------ Input data ------
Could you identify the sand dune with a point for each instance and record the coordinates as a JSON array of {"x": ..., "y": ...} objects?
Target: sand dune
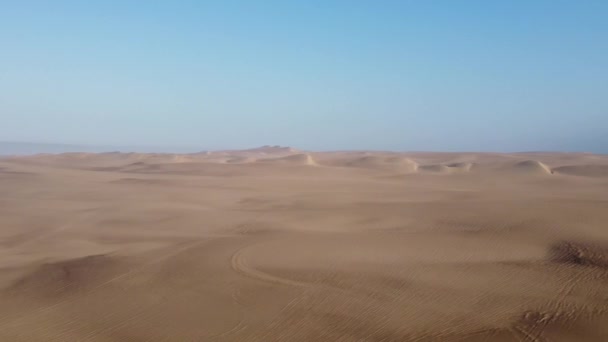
[
  {"x": 530, "y": 167},
  {"x": 295, "y": 159},
  {"x": 583, "y": 170},
  {"x": 257, "y": 245}
]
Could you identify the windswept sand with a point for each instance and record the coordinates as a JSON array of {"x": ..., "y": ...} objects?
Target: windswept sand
[{"x": 276, "y": 244}]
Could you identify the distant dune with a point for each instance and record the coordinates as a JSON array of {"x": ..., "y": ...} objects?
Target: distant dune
[
  {"x": 276, "y": 244},
  {"x": 295, "y": 159},
  {"x": 583, "y": 170},
  {"x": 529, "y": 167}
]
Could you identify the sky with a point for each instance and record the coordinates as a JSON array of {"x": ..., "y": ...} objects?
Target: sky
[{"x": 439, "y": 75}]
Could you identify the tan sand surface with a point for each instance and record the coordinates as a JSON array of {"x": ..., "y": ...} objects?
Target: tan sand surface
[{"x": 277, "y": 244}]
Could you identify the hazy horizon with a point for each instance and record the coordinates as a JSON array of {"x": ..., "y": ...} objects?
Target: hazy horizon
[{"x": 472, "y": 76}]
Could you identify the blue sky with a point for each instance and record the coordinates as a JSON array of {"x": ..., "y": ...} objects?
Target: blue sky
[{"x": 396, "y": 75}]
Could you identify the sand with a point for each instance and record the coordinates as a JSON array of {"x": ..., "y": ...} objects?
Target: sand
[{"x": 276, "y": 244}]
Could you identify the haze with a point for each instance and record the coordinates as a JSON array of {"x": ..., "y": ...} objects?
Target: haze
[
  {"x": 303, "y": 171},
  {"x": 396, "y": 75}
]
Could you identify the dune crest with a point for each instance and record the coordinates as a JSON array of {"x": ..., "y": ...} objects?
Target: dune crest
[
  {"x": 295, "y": 159},
  {"x": 530, "y": 167}
]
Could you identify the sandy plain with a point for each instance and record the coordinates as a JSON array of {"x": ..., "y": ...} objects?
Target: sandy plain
[{"x": 276, "y": 244}]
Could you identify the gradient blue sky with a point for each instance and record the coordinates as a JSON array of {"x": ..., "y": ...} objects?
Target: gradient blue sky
[{"x": 399, "y": 75}]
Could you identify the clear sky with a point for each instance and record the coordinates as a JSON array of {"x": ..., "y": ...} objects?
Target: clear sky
[{"x": 314, "y": 74}]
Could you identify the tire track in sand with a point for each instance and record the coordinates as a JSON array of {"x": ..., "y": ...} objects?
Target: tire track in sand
[{"x": 240, "y": 266}]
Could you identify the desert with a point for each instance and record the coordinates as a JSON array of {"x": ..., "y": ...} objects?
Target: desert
[{"x": 279, "y": 244}]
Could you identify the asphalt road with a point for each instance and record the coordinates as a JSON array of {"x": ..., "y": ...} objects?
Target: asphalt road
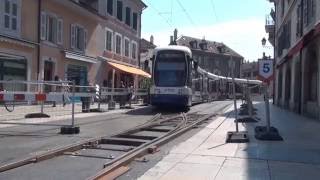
[{"x": 22, "y": 141}]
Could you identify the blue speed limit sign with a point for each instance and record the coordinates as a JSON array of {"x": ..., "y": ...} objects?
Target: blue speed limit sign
[{"x": 265, "y": 69}]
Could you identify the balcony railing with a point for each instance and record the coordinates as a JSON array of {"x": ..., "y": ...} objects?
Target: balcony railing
[{"x": 269, "y": 21}]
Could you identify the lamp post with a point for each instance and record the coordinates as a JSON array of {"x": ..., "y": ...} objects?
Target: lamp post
[{"x": 235, "y": 136}]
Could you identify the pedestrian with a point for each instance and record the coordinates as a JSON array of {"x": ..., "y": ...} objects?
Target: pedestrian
[
  {"x": 86, "y": 100},
  {"x": 55, "y": 88},
  {"x": 130, "y": 94}
]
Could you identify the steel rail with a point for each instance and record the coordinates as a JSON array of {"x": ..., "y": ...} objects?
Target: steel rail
[
  {"x": 143, "y": 149},
  {"x": 61, "y": 150}
]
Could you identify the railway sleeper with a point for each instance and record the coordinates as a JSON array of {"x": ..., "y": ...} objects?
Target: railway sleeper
[
  {"x": 123, "y": 141},
  {"x": 132, "y": 136}
]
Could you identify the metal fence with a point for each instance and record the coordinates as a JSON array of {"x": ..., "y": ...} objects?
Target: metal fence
[{"x": 55, "y": 103}]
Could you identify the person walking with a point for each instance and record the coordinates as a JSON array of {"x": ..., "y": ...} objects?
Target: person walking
[
  {"x": 55, "y": 88},
  {"x": 122, "y": 97}
]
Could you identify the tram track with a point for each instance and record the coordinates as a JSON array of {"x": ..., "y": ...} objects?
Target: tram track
[{"x": 120, "y": 149}]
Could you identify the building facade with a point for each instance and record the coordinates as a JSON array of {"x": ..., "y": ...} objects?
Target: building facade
[
  {"x": 78, "y": 40},
  {"x": 213, "y": 56},
  {"x": 296, "y": 32},
  {"x": 146, "y": 53},
  {"x": 18, "y": 41}
]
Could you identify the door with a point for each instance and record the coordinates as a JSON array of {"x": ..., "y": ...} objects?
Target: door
[{"x": 48, "y": 74}]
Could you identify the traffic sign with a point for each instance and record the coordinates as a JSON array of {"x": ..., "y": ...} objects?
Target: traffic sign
[{"x": 265, "y": 70}]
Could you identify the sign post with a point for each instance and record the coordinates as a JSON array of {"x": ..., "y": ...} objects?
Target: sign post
[
  {"x": 266, "y": 74},
  {"x": 235, "y": 136}
]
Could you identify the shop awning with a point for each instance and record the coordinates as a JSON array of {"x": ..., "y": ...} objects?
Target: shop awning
[
  {"x": 130, "y": 69},
  {"x": 80, "y": 57}
]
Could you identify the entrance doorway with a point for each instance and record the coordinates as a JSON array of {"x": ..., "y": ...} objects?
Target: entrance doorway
[
  {"x": 13, "y": 69},
  {"x": 48, "y": 74}
]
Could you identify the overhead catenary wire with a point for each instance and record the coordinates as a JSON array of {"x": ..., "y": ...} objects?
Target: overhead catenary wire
[
  {"x": 214, "y": 10},
  {"x": 160, "y": 14},
  {"x": 186, "y": 13}
]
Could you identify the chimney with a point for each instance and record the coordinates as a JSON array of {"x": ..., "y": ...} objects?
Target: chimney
[{"x": 175, "y": 33}]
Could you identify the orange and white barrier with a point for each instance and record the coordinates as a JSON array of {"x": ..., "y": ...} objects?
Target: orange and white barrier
[{"x": 29, "y": 96}]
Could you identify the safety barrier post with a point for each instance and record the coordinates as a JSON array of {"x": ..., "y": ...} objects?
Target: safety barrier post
[
  {"x": 235, "y": 136},
  {"x": 42, "y": 104},
  {"x": 267, "y": 132},
  {"x": 99, "y": 97},
  {"x": 73, "y": 103}
]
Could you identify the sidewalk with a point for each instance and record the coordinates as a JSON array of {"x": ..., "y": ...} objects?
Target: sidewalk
[{"x": 206, "y": 156}]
------
Directions -
Without altering a word, return all of the records above and leave out their pictures.

Solution to the problem -
Could you identify the sand dune with a point for each instance and record the coordinates as a JSON array of {"x": ..., "y": ...} objects?
Target: sand dune
[
  {"x": 530, "y": 167},
  {"x": 295, "y": 159},
  {"x": 583, "y": 170},
  {"x": 257, "y": 245}
]
Could you identify the windswept sand with a point for each instance and record the coordinates as a JSON array of {"x": ..., "y": ...} objects?
Target: windswept sand
[{"x": 276, "y": 244}]
Could you identify the distant dune with a point for each instance and record the coordinates as a JSON array of {"x": ..., "y": ...} objects?
Target: distant dune
[
  {"x": 276, "y": 244},
  {"x": 295, "y": 159},
  {"x": 583, "y": 170},
  {"x": 529, "y": 167}
]
Could you identify the sky with a point for each instance and record the coordinates as a JSON array of {"x": ..., "y": ...} objects?
Target: sky
[{"x": 439, "y": 75}]
Could you identify the tan sand surface with a point for each instance and record the coordinates as a JSON array of {"x": ..., "y": ...} objects?
Target: tan sand surface
[{"x": 277, "y": 244}]
Could you identify the hazy horizon with a point for each instance and record the coordinates as a JSON array of {"x": ..., "y": ...} objects?
Target: hazy horizon
[{"x": 472, "y": 76}]
Could you identify the blue sky with a point for each instance and record the coordinates as a JSON array of {"x": ..., "y": ...} objects?
Target: blue sky
[{"x": 396, "y": 75}]
Could you identify the sand with a point for each instance and record the coordinates as a JSON array of {"x": ..., "y": ...} objects?
Target: sand
[{"x": 276, "y": 244}]
Could you identify the haze with a point for each instance and record the coordinates as a JSON array of {"x": ..., "y": ...} objects?
Target: haze
[
  {"x": 303, "y": 171},
  {"x": 396, "y": 75}
]
Could you identify the dune crest with a point for each instance and record the coordinates as a JSON array of {"x": ..., "y": ...} objects?
Target: dune crest
[
  {"x": 295, "y": 159},
  {"x": 530, "y": 167}
]
Could you identify the sandy plain with a point for each instance and record the coordinates as a JSON array of {"x": ..., "y": ...} objects?
Target: sandy plain
[{"x": 276, "y": 244}]
Could you identify the gradient blue sky with a point for each instance and record the coordinates as a JSON array of {"x": ..., "y": ...} objects?
Target: gradient blue sky
[{"x": 399, "y": 75}]
Could you identify the clear sky with a point for each instance and record the coordinates as a JSON array of {"x": ..., "y": ...} objects?
Target: clear sky
[{"x": 314, "y": 74}]
Could you identify the tire track in sand with a point for each instance and record the coordinates as a JSON array of {"x": ..., "y": ...} objects?
Target: tire track in sand
[{"x": 240, "y": 266}]
Could you identify the desert with a point for each instance and record the coordinates as a JSON array of {"x": ..., "y": ...} objects?
Target: desert
[{"x": 279, "y": 244}]
Could you identify the asphalt road with a point for each instance and record the coordinates as a JSON array of {"x": ..., "y": ...} objects?
Target: asphalt road
[{"x": 22, "y": 141}]
Could you identify the blue speed limit sign with a point for each instance and record the coordinates as a JSON array of {"x": ..., "y": ...} objects?
Target: blue speed limit sign
[{"x": 265, "y": 69}]
Could you identify the balcony railing with a point for each instance and record the coordinates as a JSON array of {"x": ..., "y": ...} objects?
Target: balcony railing
[{"x": 269, "y": 21}]
Could you identify the lamp post with a point for each instance and record the coordinates as a JSON array of {"x": ..., "y": ...} objects?
Target: lamp post
[{"x": 235, "y": 136}]
Could you identify the pedestrian with a point for each instance and record the coordinates as a JSON array of {"x": ..., "y": ...} objects?
Target: pedestrian
[
  {"x": 86, "y": 100},
  {"x": 55, "y": 88},
  {"x": 130, "y": 94}
]
Could you identify the steel rail with a point for each instance and record the coordinates as a JSON array of {"x": ..., "y": ...} objects?
Target: steel rail
[
  {"x": 143, "y": 149},
  {"x": 61, "y": 150}
]
Could you identify the railway sleeper with a point for each instance and record the coordinates as a JSON array of {"x": ..., "y": ...} objects?
Target: railway sleeper
[
  {"x": 123, "y": 141},
  {"x": 132, "y": 136}
]
Could you identify the metal fence with a point for each instance and record the coordinates as a JSON array of {"x": ..., "y": ...} objects?
Target: metal fence
[{"x": 55, "y": 103}]
Could you identify the person walking with a point for each instance and record the coordinates as a JSON array of {"x": ..., "y": ...} objects?
Target: person walking
[
  {"x": 55, "y": 88},
  {"x": 122, "y": 97}
]
Could you identify the tram track with a point for each instance and record the coordinates as a JSON array of {"x": ..., "y": ...} objects?
Target: tram track
[{"x": 120, "y": 149}]
Could you identify the building facade with a point for each instance and record the coordinates as a JSON array of {"x": ..., "y": ...} objects?
Target: building facade
[
  {"x": 78, "y": 40},
  {"x": 213, "y": 56},
  {"x": 296, "y": 32},
  {"x": 146, "y": 53},
  {"x": 18, "y": 41}
]
Could you identify the door with a point for each instance and record the coordinates as a JSON array of {"x": ..., "y": ...} objects?
Target: door
[{"x": 48, "y": 74}]
Could you identify the traffic sign with a point for each instance and record the coordinates as a JSON array of {"x": ..., "y": ...} objects?
Target: traffic sign
[{"x": 265, "y": 70}]
Could you identify the sign post with a point for each instance and record the coordinates as a JSON array of {"x": ..., "y": ...} objects?
Target: sign post
[
  {"x": 266, "y": 74},
  {"x": 235, "y": 136}
]
Could you identify the shop awning with a point for each instance and record the coordinates as a JSON array of {"x": ..., "y": ...} objects?
Target: shop awning
[
  {"x": 130, "y": 69},
  {"x": 80, "y": 57}
]
Could you identify the entrance doorway with a point for each instance and record the coordinates as a JSON array of {"x": ..., "y": ...} objects?
Target: entrance doorway
[
  {"x": 13, "y": 69},
  {"x": 48, "y": 74}
]
Could you identify the overhead catenary wire with a point for each instance and record the coordinates as a JSON array of {"x": ..., "y": ...} objects?
Target: overhead catenary wire
[
  {"x": 214, "y": 10},
  {"x": 160, "y": 14},
  {"x": 186, "y": 13}
]
Could you identify the chimney with a point for each instance and record the coordinates as a JSON array of {"x": ..., "y": ...} objects?
Target: chimney
[{"x": 175, "y": 33}]
Could you identify the orange and white barrier with a point for each instance and record the coordinates as a JSON array of {"x": ..., "y": ...} objects?
Target: orange and white barrier
[{"x": 29, "y": 96}]
Could you identify the safety barrier post with a point for each instance and record the coordinates as a JSON array of {"x": ..., "y": ...} objects?
Target: safety barrier post
[
  {"x": 235, "y": 136},
  {"x": 42, "y": 104},
  {"x": 267, "y": 132},
  {"x": 99, "y": 97},
  {"x": 73, "y": 103}
]
Could you identify the sidewalk with a point for each instance and record the coordinates as a JSON array of {"x": ..., "y": ...} objects?
Target: sidewalk
[{"x": 206, "y": 156}]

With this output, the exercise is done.